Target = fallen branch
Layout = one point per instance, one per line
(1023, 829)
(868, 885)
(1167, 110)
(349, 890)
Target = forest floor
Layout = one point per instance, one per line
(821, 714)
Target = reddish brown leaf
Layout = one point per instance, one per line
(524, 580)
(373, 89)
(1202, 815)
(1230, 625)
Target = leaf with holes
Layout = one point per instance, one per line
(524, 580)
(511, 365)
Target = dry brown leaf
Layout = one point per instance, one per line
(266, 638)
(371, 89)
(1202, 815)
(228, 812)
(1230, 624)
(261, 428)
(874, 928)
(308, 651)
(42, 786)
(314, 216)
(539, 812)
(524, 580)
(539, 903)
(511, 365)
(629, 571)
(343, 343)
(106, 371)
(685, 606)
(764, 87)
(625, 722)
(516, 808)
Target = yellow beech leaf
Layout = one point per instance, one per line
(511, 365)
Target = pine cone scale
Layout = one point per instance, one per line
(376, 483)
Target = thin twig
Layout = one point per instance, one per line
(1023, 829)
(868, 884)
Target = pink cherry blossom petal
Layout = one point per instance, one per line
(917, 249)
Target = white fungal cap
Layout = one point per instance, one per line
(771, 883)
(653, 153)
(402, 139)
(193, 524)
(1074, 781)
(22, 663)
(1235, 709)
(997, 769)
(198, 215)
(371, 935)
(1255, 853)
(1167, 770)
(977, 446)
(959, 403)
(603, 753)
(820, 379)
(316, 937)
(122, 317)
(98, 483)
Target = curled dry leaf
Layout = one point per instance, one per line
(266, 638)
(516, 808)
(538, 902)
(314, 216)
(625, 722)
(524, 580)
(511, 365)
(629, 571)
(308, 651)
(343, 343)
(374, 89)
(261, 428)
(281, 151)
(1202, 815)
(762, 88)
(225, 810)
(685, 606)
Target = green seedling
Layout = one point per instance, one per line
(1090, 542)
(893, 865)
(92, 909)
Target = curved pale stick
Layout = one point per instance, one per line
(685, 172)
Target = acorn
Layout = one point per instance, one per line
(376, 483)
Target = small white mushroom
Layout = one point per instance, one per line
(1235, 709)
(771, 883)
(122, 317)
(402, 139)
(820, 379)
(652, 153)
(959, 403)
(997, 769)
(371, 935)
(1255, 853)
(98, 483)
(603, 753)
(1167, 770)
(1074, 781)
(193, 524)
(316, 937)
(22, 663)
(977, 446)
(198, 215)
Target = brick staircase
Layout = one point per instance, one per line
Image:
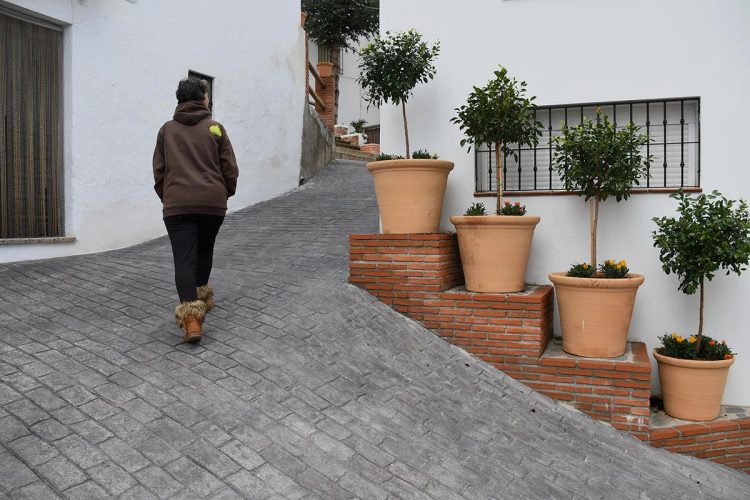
(420, 276)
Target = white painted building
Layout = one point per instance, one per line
(121, 61)
(589, 51)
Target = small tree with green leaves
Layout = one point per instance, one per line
(499, 114)
(598, 161)
(391, 66)
(711, 234)
(341, 23)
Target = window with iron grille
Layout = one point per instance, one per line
(672, 125)
(31, 166)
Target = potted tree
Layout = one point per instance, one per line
(333, 25)
(598, 162)
(409, 191)
(495, 248)
(711, 234)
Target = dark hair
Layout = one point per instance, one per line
(191, 89)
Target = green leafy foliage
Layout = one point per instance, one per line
(386, 156)
(676, 346)
(499, 113)
(358, 125)
(512, 209)
(392, 65)
(598, 161)
(341, 23)
(614, 269)
(476, 209)
(423, 154)
(582, 270)
(712, 233)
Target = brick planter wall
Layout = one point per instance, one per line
(724, 441)
(420, 276)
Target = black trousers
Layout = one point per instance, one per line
(192, 237)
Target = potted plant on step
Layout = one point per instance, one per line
(711, 234)
(596, 304)
(495, 248)
(409, 191)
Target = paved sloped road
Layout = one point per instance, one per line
(304, 386)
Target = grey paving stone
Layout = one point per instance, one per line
(91, 431)
(61, 473)
(87, 491)
(126, 456)
(138, 493)
(157, 450)
(32, 450)
(304, 386)
(158, 481)
(26, 411)
(243, 455)
(36, 491)
(210, 458)
(11, 428)
(13, 472)
(112, 478)
(79, 451)
(194, 476)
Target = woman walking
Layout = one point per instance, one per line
(195, 172)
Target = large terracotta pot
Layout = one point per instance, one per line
(410, 193)
(595, 313)
(692, 389)
(494, 250)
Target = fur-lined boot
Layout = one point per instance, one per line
(189, 317)
(206, 294)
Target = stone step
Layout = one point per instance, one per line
(351, 154)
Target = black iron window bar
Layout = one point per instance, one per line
(672, 125)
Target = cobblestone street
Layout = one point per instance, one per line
(303, 386)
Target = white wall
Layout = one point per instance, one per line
(585, 51)
(122, 64)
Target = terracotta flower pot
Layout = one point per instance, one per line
(325, 69)
(410, 193)
(595, 313)
(692, 389)
(494, 250)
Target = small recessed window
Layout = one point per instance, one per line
(210, 82)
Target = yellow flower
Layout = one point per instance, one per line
(215, 130)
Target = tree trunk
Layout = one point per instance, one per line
(499, 174)
(700, 322)
(594, 216)
(406, 127)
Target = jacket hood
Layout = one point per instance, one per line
(191, 112)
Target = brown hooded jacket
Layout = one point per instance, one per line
(195, 170)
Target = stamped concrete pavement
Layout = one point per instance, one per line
(303, 387)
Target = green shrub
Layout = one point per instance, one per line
(512, 209)
(423, 154)
(386, 156)
(582, 270)
(476, 209)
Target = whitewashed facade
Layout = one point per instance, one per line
(582, 51)
(121, 64)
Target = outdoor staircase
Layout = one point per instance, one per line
(420, 275)
(348, 151)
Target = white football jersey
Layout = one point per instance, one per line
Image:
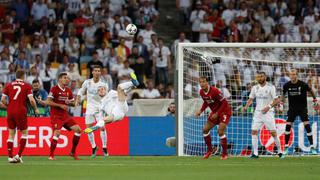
(263, 95)
(109, 102)
(91, 89)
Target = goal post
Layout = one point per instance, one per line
(232, 67)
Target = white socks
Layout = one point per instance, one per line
(100, 123)
(91, 140)
(255, 144)
(126, 86)
(277, 141)
(103, 135)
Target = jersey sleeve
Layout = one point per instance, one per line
(29, 90)
(51, 93)
(70, 96)
(273, 92)
(252, 94)
(307, 87)
(83, 88)
(284, 89)
(217, 95)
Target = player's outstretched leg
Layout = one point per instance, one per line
(22, 145)
(278, 144)
(223, 141)
(91, 129)
(310, 138)
(53, 145)
(134, 79)
(255, 142)
(286, 138)
(207, 139)
(10, 149)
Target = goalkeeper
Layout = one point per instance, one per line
(297, 95)
(220, 115)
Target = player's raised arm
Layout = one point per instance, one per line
(81, 92)
(275, 101)
(315, 101)
(250, 100)
(33, 104)
(50, 102)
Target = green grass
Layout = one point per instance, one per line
(162, 168)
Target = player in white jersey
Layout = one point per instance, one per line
(90, 88)
(266, 99)
(114, 105)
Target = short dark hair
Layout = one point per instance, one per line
(35, 81)
(20, 73)
(204, 77)
(262, 72)
(62, 74)
(96, 67)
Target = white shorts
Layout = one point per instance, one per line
(91, 115)
(119, 111)
(260, 119)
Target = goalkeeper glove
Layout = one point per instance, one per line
(315, 102)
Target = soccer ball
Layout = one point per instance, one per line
(131, 29)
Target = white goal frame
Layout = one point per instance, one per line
(180, 76)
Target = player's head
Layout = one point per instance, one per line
(96, 71)
(35, 85)
(261, 77)
(204, 82)
(293, 75)
(20, 74)
(102, 91)
(63, 79)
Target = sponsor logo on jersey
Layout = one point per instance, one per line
(267, 140)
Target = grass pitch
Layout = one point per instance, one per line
(162, 168)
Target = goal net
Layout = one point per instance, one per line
(232, 68)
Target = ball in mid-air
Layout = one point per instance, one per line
(131, 29)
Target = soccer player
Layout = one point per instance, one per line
(59, 98)
(266, 99)
(114, 105)
(18, 93)
(297, 95)
(220, 115)
(90, 87)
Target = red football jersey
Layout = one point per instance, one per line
(59, 95)
(215, 100)
(17, 92)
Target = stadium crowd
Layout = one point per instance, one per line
(46, 37)
(257, 21)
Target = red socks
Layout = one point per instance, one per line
(10, 147)
(224, 144)
(207, 140)
(22, 145)
(75, 142)
(53, 146)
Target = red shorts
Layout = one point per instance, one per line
(19, 121)
(223, 117)
(57, 122)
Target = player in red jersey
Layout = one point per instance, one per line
(60, 97)
(15, 97)
(220, 115)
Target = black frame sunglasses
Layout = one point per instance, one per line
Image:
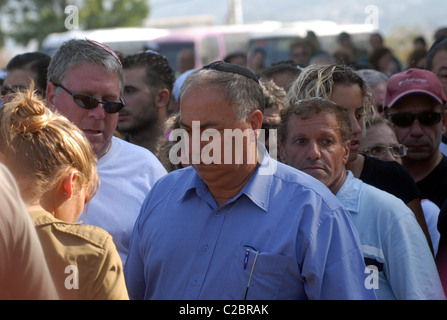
(88, 102)
(231, 68)
(406, 119)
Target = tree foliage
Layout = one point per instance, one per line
(35, 19)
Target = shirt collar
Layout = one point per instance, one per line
(257, 189)
(349, 193)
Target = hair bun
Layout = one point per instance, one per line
(26, 115)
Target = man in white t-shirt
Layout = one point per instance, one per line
(85, 83)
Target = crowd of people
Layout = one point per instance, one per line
(120, 180)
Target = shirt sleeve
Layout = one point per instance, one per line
(333, 265)
(134, 266)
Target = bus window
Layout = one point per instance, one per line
(209, 50)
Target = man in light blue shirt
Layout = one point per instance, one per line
(240, 230)
(314, 137)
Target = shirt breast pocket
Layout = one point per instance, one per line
(256, 275)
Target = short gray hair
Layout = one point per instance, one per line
(243, 93)
(77, 51)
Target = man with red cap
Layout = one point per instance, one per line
(415, 103)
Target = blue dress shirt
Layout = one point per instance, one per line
(284, 228)
(392, 242)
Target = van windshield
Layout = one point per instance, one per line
(170, 50)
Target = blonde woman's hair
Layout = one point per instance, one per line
(319, 81)
(41, 147)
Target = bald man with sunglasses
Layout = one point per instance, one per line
(85, 84)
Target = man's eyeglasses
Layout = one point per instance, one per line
(231, 68)
(88, 102)
(425, 118)
(379, 151)
(13, 89)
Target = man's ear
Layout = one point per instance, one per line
(50, 94)
(68, 186)
(162, 99)
(282, 152)
(347, 148)
(444, 121)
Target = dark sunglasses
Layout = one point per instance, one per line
(425, 118)
(88, 102)
(231, 68)
(378, 151)
(13, 89)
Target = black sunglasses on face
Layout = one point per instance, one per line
(88, 102)
(425, 118)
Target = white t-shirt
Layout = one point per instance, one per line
(127, 173)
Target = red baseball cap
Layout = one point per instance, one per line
(413, 81)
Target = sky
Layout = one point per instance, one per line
(426, 15)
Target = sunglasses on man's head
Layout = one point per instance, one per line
(406, 119)
(88, 102)
(7, 90)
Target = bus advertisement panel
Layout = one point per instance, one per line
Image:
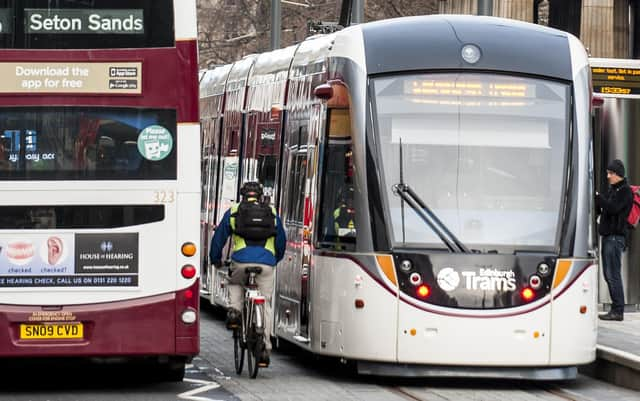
(100, 180)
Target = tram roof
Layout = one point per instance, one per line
(272, 66)
(214, 81)
(435, 42)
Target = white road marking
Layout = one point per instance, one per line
(191, 394)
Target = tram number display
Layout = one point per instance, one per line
(51, 331)
(616, 80)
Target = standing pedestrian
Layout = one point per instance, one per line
(614, 207)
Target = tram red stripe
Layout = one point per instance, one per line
(453, 314)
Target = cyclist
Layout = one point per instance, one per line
(258, 240)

◆ ◆ ◆ ◆ ◆

§ STATED EXERCISE:
Leave out every picture, and copy exactly the lines from the line that contains "Target = shirt sleeve" through the end of the material.

§ COMPLETED EXERCISE:
Target = shirt sleeve
Layout = one point per instance, one per line
(333, 265)
(134, 266)
Target = bus window
Layout = one point per instance, one per line
(209, 50)
Target = man in light blue shirt
Layout = one point per instance, one per line
(240, 230)
(314, 137)
Target = shirt breast pocket
Layout = one point per instance, one per line
(256, 275)
Target = short gray hair
Layout = one point per instance, one per line
(243, 93)
(77, 51)
Target = man with red cap
Layout = one point per instance, one per line
(415, 103)
Target = blue dress shirt
Layout = one point per instance, one per line
(284, 228)
(392, 242)
Target = van windshield
Layout = one point per instance, one per line
(170, 50)
Target = blonde woman's hair
Layout = one point per instance, one per line
(319, 81)
(41, 147)
Target = bald man with sunglasses
Layout = one point per instance, one per line
(85, 84)
Target = man's eyeglasses
Layout = one point per instance, one per line
(231, 68)
(88, 102)
(425, 118)
(379, 151)
(13, 89)
Target = man's ear
Layout = one point per instance, one per line
(50, 94)
(68, 186)
(162, 99)
(282, 152)
(347, 148)
(444, 121)
Target = dark sunglasses
Layout = one point per instance, one per line
(425, 118)
(88, 102)
(231, 68)
(378, 151)
(13, 89)
Target = black sunglasses on face
Layout = one point per instance, one per line
(88, 102)
(425, 118)
Target = white t-shirt
Layout = one point per instance, one per line
(127, 173)
Target = red baseball cap
Layout = one point per instance, one per line
(413, 81)
Target = sky
Layout = one point per instance, one per line
(426, 15)
Target = sunglasses on man's head
Layout = one point per instance, one per line
(406, 119)
(88, 102)
(7, 90)
Target = bus advertisement panel
Layout = one point per instance, one per line
Image:
(100, 180)
Target = tram roof
Layout = one point per instance, one per line
(272, 66)
(214, 81)
(435, 42)
Target = white road marking
Layout = one point per instance, one per line
(191, 394)
Target = tram number display
Layout = one point per instance, one per line
(51, 331)
(616, 80)
Target = standing pedestrian
Layout = one point per instance, one per line
(614, 207)
Target = tram red stripe
Layout = one point per instance, one per line
(453, 314)
Target = cyclist
Layout = one point per instance, one per line
(258, 240)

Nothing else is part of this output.